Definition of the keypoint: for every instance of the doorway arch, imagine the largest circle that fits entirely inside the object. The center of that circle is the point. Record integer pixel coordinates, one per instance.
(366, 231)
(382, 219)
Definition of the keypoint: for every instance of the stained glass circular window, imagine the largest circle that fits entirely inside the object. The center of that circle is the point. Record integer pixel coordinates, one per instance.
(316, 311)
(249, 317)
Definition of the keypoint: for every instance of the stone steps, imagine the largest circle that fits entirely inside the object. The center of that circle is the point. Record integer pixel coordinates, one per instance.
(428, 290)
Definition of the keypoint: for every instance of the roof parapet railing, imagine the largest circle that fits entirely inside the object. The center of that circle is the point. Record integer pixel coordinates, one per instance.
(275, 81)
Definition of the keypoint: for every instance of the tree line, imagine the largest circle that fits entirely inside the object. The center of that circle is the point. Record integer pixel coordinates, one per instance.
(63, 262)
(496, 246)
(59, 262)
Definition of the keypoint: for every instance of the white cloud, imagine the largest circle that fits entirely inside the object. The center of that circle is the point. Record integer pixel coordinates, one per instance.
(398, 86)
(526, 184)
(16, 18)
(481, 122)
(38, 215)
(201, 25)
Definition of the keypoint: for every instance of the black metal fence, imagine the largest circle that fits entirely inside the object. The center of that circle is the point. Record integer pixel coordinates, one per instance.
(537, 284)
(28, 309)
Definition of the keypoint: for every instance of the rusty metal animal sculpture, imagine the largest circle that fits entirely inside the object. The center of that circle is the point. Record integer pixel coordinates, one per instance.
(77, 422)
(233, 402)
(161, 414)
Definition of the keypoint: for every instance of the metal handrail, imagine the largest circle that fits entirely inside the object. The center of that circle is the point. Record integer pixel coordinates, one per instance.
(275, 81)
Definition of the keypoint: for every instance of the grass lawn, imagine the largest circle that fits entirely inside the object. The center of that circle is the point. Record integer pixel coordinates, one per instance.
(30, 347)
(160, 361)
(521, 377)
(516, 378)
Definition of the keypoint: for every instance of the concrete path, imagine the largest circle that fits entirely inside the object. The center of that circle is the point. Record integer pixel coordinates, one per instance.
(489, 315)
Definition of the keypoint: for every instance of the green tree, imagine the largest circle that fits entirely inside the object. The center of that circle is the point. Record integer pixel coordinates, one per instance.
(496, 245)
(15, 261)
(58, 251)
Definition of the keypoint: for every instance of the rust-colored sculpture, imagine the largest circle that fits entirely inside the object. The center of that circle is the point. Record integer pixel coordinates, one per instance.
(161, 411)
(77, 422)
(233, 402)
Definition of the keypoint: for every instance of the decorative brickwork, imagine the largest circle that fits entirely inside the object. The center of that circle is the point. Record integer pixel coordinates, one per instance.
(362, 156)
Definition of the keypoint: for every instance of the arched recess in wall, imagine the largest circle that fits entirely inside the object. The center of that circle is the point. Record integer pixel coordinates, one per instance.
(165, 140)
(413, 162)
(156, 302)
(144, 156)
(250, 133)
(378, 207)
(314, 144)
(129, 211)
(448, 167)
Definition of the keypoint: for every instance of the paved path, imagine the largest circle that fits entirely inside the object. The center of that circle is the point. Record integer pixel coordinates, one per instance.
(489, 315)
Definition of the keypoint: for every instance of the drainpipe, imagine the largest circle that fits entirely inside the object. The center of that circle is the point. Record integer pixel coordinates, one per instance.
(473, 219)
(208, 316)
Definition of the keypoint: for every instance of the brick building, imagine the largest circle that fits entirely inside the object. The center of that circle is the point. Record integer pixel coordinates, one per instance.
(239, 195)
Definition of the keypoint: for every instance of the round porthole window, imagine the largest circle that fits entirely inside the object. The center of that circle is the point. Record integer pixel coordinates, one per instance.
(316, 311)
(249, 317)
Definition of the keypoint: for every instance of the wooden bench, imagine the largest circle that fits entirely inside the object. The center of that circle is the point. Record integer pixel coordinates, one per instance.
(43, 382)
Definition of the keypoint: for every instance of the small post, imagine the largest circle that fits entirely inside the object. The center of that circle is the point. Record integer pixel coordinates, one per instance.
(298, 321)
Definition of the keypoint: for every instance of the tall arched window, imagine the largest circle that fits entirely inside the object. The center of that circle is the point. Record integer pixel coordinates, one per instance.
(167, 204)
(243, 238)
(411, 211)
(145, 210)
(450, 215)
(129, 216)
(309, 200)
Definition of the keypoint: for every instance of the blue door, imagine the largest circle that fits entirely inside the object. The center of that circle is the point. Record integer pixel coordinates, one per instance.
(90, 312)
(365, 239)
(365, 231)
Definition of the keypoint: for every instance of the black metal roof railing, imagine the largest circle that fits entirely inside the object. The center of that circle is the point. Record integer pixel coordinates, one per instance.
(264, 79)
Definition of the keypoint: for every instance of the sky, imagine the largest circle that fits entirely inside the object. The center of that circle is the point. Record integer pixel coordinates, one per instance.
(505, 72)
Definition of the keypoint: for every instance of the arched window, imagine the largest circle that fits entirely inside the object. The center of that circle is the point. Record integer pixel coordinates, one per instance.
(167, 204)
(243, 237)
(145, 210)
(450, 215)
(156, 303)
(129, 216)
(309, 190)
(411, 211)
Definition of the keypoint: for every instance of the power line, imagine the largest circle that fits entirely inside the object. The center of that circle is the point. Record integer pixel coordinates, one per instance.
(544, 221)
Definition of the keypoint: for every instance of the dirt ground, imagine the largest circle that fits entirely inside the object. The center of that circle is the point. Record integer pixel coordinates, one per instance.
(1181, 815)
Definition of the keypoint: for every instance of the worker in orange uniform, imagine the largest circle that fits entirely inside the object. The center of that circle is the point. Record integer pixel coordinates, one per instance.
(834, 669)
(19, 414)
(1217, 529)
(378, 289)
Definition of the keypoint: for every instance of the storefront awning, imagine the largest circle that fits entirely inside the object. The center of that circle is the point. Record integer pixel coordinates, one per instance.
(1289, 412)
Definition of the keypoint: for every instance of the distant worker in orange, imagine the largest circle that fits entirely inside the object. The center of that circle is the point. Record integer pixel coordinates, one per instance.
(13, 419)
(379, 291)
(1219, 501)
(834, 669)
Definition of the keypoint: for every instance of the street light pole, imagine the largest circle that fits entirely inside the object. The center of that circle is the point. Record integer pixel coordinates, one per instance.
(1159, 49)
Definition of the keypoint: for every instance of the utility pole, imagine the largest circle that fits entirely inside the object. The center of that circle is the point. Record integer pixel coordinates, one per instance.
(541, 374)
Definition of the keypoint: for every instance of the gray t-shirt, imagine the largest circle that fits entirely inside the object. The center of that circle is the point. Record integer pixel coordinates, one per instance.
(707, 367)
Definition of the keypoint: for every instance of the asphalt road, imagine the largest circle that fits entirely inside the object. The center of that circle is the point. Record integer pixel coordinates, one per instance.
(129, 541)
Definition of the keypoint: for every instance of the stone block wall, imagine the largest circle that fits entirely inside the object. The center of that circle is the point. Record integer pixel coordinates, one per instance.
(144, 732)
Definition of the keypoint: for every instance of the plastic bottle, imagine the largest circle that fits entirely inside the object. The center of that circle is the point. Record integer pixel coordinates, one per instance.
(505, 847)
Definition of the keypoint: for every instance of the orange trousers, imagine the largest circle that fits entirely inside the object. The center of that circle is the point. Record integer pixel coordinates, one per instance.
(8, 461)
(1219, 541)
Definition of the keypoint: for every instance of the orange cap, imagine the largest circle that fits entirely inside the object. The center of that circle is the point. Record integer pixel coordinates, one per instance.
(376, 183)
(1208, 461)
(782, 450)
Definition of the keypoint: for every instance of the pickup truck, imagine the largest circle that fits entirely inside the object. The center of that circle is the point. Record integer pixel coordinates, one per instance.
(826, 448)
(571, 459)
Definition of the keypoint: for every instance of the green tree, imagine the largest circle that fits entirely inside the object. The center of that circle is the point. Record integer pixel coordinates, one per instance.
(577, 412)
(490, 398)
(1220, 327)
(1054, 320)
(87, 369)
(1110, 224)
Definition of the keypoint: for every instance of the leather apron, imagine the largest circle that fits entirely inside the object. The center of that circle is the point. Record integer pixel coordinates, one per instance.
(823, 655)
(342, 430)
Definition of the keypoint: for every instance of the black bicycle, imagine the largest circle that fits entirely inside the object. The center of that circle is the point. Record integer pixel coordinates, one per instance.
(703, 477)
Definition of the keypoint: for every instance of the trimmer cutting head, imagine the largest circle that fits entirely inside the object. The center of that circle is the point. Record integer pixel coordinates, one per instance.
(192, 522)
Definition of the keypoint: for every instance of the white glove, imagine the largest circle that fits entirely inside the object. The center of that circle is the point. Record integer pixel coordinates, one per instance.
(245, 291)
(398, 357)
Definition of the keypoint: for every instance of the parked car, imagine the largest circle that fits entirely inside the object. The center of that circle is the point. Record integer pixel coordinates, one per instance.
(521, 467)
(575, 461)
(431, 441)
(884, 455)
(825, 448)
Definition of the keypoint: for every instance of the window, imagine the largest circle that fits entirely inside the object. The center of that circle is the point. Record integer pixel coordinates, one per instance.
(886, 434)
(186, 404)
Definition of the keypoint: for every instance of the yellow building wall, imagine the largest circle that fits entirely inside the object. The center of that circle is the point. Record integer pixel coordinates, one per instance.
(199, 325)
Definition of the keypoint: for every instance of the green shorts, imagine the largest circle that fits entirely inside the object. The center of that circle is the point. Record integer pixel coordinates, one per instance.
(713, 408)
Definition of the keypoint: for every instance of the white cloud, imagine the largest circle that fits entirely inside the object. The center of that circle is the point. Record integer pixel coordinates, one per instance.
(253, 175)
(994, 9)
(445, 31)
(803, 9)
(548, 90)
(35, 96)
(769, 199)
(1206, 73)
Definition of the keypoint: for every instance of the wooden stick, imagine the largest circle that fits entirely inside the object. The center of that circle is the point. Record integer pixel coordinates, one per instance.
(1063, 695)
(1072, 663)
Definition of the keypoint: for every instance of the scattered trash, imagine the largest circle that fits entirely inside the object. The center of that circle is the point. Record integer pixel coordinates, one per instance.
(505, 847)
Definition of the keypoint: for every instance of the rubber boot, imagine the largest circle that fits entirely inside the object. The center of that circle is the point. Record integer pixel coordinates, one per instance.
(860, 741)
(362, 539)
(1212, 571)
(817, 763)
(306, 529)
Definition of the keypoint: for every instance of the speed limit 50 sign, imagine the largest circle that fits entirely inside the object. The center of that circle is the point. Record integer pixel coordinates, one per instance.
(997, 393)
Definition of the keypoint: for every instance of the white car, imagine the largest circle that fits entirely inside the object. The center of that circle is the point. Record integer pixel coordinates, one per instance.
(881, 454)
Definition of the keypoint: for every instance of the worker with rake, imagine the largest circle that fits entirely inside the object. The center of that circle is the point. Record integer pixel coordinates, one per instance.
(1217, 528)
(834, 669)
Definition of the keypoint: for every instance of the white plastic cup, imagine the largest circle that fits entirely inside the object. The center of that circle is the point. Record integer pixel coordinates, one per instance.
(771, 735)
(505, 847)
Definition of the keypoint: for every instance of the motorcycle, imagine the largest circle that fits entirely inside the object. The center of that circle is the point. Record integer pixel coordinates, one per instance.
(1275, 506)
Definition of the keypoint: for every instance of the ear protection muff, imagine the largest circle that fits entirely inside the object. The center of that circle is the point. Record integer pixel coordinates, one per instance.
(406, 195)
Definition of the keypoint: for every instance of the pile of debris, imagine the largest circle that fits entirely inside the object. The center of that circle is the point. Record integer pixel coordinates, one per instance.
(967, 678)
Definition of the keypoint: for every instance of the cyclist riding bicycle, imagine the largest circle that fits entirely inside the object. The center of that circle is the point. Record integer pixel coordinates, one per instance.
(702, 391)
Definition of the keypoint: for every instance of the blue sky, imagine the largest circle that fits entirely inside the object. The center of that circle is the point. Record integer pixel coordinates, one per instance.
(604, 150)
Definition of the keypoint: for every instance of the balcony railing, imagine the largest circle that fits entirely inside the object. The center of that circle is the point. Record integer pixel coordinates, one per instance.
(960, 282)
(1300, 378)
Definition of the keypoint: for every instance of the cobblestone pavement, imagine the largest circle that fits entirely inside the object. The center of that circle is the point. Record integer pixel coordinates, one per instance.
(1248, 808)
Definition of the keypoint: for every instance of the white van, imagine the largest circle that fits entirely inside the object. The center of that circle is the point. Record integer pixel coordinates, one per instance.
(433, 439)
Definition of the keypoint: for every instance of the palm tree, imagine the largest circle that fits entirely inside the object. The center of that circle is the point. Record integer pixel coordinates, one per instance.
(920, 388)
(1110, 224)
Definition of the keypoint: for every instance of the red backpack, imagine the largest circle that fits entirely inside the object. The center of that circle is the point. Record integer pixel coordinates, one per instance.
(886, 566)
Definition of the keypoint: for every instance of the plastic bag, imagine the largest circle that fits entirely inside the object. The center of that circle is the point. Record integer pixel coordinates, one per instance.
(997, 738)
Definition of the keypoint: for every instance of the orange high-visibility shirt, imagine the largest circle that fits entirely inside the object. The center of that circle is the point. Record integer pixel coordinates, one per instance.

-*-*-

● **What you will do**: Output exactly the lines between the one containing "blue sky, imagine" and the final line above, both inclusive.

● **Result of this task**:
Definition of the keypoint: for every instance of the blue sky, imagine the largest circle that fits entirely inside the object. The center of that circle is the point. Record integer pixel coordinates, one per instance.
(604, 150)
Definition of the keypoint: for every instance of the balcony railing, imagine the largest circle that fits entirely inside the object. The center of that circle is the point. Record integer pixel coordinates, one per instance.
(960, 282)
(1300, 378)
Definition of the keypoint: for every instance of the cobblestone pavement, imagine the largest circle that fits entirely inside the object. The center of that circle is the point. Record integer pixel coordinates, one per instance.
(1248, 808)
Definition of the keypoint: for every instance of the white van, imagine the largest circle that fits entirely inside the object. The center of that circle is the point. Record integer pixel coordinates, one per instance.
(433, 439)
Definition of the keypoint: for every instance of the palm tree, imagine the largest circle that fits entirely inside the object. The center of that circle is the point. Record integer pixel coordinates, one per instance.
(920, 388)
(1110, 224)
Definition of the keypoint: for every instance of the red backpack, imagine the largest circle that fits entirely inside the object. The center of that circle is the point. Record integer pixel coordinates, one per instance.
(886, 566)
Definition of the keypoint: for every instance of the plastic bag, imagine the largest circle that fits entirely inside the object. The center of that circle is the point. Record integer pixel coordinates, one per instance.
(997, 738)
Definition of the keypoint: for every instance of the orange high-visibility shirt, imagine the largest circle that fits entirely inside the object. The center of that circle is the point. Record integer pixel coordinates, one per instance.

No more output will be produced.